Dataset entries
------------------------------------------------------------------------
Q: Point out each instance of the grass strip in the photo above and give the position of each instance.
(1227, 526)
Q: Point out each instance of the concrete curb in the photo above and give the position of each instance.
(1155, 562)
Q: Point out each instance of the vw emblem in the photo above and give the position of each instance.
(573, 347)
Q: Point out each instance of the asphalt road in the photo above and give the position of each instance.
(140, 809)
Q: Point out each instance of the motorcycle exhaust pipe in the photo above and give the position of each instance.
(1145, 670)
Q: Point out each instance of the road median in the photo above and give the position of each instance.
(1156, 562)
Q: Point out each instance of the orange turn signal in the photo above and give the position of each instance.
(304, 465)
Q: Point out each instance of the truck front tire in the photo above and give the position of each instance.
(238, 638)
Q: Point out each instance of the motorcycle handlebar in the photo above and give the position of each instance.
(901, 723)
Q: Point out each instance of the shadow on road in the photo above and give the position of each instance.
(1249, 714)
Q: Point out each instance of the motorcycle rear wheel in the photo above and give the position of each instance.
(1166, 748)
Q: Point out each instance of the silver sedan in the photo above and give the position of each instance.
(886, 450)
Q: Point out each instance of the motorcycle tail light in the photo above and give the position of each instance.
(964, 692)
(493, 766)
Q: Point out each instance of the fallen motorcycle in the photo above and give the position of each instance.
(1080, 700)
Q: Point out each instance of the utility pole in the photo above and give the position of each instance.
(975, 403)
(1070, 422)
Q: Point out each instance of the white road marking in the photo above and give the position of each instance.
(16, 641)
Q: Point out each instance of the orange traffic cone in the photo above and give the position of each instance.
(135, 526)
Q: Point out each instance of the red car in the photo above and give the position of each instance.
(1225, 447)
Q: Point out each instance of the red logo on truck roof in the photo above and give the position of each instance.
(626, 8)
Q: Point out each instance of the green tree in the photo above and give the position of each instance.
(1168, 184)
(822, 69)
------------------------------------------------------------------------
Repeat the entries word for word. Skip none of them.

Q: Point out each instance of the grass strip in the photo above and give the position of each instance.
(1227, 526)
Q: Point out each instance of the concrete curb in the photo above and give the position of each instance.
(1155, 562)
Q: Point out each instance of the vw emblem in the photo above and give the position of each instance.
(573, 347)
Q: Point out each instance of the asphalt road in the photo above and give the position of each instance.
(140, 809)
Q: Point out each instance of the motorcycle exhaust pipe in the photo above and give the position of each instance.
(1145, 670)
Q: Point out each instance of the road median in the photo above and give the position of each instance.
(1156, 562)
Q: Point out each instance of the orange turn signal in the photo above and give the position of each instance.
(304, 465)
Q: Point out each instance of the truck front tire in the photo above and give the position of each instance.
(238, 638)
Q: Point out each instance of the motorcycle handlebar in the photo above and give the position of each instance.
(901, 723)
Q: Point out each instance of the shadow on road in the photo above and give the position of each instance.
(1249, 714)
Q: Point out each instance of the motorcycle rear wheel in the photo above and give the position of each instance.
(1166, 748)
Q: Point out each instance of the silver sedan in the photo above and give the position of each instance.
(886, 450)
Q: Point out each instance of the motorcycle tail light in the photo above and give the position of each instance.
(964, 692)
(493, 766)
Q: Point out each instance of the fallen motorcycle in the photo above and give the position of each instance.
(1080, 700)
Q: Point out each instance of the utility pole in the photo above and give the position of each instance.
(975, 403)
(1070, 422)
Q: Point out each instance of the white road marking in the photo above and give the position of each instance.
(16, 641)
Q: Point out each instance of the orange traffic cone in the photo above and give the position of each instance.
(135, 526)
Q: Point out each instance of the red car in the photo above and give the position of each instance.
(1225, 447)
Q: Point out each instance of the red logo on truck roof in the photo above and give the position of each instance.
(626, 8)
Q: Point out each instance of the green tree in the photo above and give the position of each instance.
(1168, 184)
(822, 69)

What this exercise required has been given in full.